◆ **APPLY WHAT YOU READ**:
a) According to the diet post, how much weight has the writer lost since starting the plan?
b) Extract the passage of the diet post from "Feeling Hopeless" up to and including "my favorite foods.".
c) Continue the diet post from the point where it stops.

◆ **TEXT PROVIDED**:
Sunday, March 26, 2023

Feeling Hopeless

I'm 33 years old, currently 250, 5'4.

My dietitian put me on a 1200 cal, 90g protein, 90g or under carb diet.

This feels so unsustainable. I've been on this plan almost a month. Before I started, I was overeating and always hungry. Now I'm eating this diet and I'm still hungry all the time. I'm hitting my protein and then some most days. Carbs I've been doing well but on the weekends, I tend to do very badly since I'll eat out on Friday and I'll want my favorite foods.

I'm so depressed on this plan. I just feel deprived of the things I love. I have food intolerances due to gallbladder issues so that's also making this hard. I just don't know if this plan is right for me or if I'm not giving it enough time?

I've lost 3 or 4 pounds since I started. Which I don't count as real weight loss because one heavy day for me will send me right back up there so it's like no progress is being made.

◆ **INFORMATION SHOWN**:
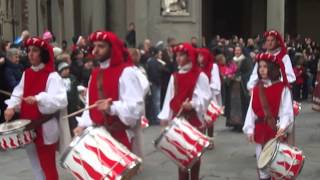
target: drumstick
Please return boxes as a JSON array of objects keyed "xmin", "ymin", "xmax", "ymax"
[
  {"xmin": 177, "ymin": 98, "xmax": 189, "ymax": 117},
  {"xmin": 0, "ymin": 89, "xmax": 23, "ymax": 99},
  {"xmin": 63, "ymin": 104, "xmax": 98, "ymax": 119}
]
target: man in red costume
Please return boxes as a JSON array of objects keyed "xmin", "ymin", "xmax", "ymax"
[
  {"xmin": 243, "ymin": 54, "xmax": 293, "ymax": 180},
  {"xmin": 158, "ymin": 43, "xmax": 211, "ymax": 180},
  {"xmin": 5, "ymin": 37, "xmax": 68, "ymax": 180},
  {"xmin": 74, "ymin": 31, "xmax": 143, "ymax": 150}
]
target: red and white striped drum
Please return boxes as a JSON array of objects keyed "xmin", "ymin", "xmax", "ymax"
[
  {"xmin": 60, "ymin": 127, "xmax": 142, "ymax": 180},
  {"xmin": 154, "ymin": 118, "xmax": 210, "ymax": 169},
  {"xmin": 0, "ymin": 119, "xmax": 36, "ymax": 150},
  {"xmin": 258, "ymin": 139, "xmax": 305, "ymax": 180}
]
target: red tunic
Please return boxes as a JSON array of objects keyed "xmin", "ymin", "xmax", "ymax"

...

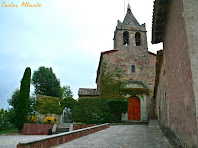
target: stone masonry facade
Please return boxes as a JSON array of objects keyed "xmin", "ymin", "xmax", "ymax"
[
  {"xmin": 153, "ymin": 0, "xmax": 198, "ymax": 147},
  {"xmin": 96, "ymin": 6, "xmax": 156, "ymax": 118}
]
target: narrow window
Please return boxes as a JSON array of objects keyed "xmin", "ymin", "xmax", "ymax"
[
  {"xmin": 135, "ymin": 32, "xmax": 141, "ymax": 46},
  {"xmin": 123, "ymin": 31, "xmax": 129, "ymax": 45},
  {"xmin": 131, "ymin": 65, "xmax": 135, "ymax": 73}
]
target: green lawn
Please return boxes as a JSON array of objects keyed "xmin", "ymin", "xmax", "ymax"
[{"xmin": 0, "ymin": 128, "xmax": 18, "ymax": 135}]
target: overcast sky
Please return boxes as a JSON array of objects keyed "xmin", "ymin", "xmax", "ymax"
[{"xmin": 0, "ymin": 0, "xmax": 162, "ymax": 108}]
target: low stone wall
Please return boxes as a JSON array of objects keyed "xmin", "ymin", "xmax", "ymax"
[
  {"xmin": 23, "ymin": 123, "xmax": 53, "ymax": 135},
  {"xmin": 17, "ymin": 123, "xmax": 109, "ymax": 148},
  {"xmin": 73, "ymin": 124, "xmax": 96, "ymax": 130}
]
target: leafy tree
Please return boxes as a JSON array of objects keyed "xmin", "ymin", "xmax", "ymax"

◆ **ANSWER SET**:
a) 3 or 4 pounds.

b)
Feeling Hopeless

I'm 33 years old, currently 250, 5'4.

My dietitian put me on a 1200 cal, 90g protein, 90g or under carb diet.

This feels so unsustainable. I've been on this plan almost a month. Before I started, I was overeating and always hungry. Now I'm eating this diet and I'm still hungry all the time. I'm hitting my protein and then some most days. Carbs I've been doing well but on the weekends, I tend to do very badly since I'll eat out on Friday and I'll want my favorite foods.

c)
It doesn't help that my bf is doing this along with me but his BMR and calories are different, since he's taller and he doesn't have the carb restriction. But he's lost like 10 pounds and he pretty much still gets to eat whatever he wants.

It all just feels hopeless. I have anxiety and depression, so this food restriction is not helping me. Most days I don't even want to eat but I'm just so hungry that I have to. I just feel like I don't know what to do. I'm so unhappy.